━━━━━ Page extract ━━━━━
The first word that jumped out at me was the word “hasty”.  For years, I’ve been attempting to read, aka conquer, the whole Bible in a year.  Too often, it’s a check mark that I make, another goal accomplished, and I move on to the next task in my so-called spiritual discipline.  This quote made me ponder, am I hastily reading my Bible, or am I spending time in God’s word, letting it speak and minister to me?  Do I sit and meditate on what God is trying to say as I read the account of his creation, or am I already thinking about my next task?  Is God’s word really sweet to me, or is it the kale I choke down because I know it’s good for me?

These are hard questions to answer and the truth is somewhere in between.  This “in between” really signifies a “maybe”, akin to lukewarm leftover pizza.  I like pizza, hot out of the oven, or cold right out of the refrigerator, but never lukewarm!  Pizza that’s lukewarm has the cheese congealing in an unappealing manner, the sauce tastes tepid and the sausage loses flavor at room temperature.  It’s also the perfect environment for bacteria to thrive.  I have no desire to incur the wrath of salmonella from lukewarm pizza.

It’s interesting to me that God says in Revelation 3:16 “So then because thou art lukewarm and neither cold nor hot, I will spue thee out of my mouth.”  The word translated as “spue” is Greek for “vomit”.  God doesn’t want us to be lukewarm, because it’s the perfect breeding ground for apathy, bitterness, sin and complacency to thrive in.  When we are lukewarm, he needs to vomit us out in order for the kingdom to thrive.

I don’t know about you, but I hate vomit, bacteria and any microorganisms that are going to wreak havoc on me or my loved ones.  What I hate even more is the image of God vomiting me out because I’m lukewarm in my faith, having made my Bible reading an item on a checklist.  I don’t want my answers to the hard questions to be “maybe”.  Instead I want to make a commitment to “meditate on holy and heavenly truths.”

The second part that really jumped out on me was the part that says, “it’s not a bee’s touching a flower that gathers the honey, but her abiding for a time upon the flower that draws out the sweet.”  A bee spends a good deal of its’ day gathering nectar.  According to the Apex Bee Company, one bee visits 50-100 flowers during each collection trip and can harvest several thousand flowers in a day, making twelve or more trips gathering pollen and nectar.  They can’t just touch the flower, the bee has to suck up all the nectar it can with its proboscis.  The bee diligently spends time and effort in performing its task.  Despite all its work, in a bee’s short life span, it ends up making only 1 ½ teaspoons of honey.
━━━━━
§ **Exercise goal**: Retype the passage of the reflection on Bible reading from "These are hard" up to and including "from lukewarm pizza.".
━━━━━ Dataset extract ━━━━━
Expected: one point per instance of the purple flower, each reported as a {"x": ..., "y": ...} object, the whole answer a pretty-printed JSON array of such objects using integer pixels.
━━━━━
§ **Solution to the exercise**:
These are hard questions to answer and the truth is somewhere in between.  This “in between” really signifies a “maybe”, akin to lukewarm leftover pizza.  I like pizza, hot out of the oven, or cold right out of the refrigerator, but never lukewarm!  Pizza that’s lukewarm has the cheese congealing in an unappealing manner, the sauce tastes tepid and the sausage loses flavor at room temperature.  It’s also the perfect environment for bacteria to thrive.  I have no desire to incur the wrath of salmonella from lukewarm pizza.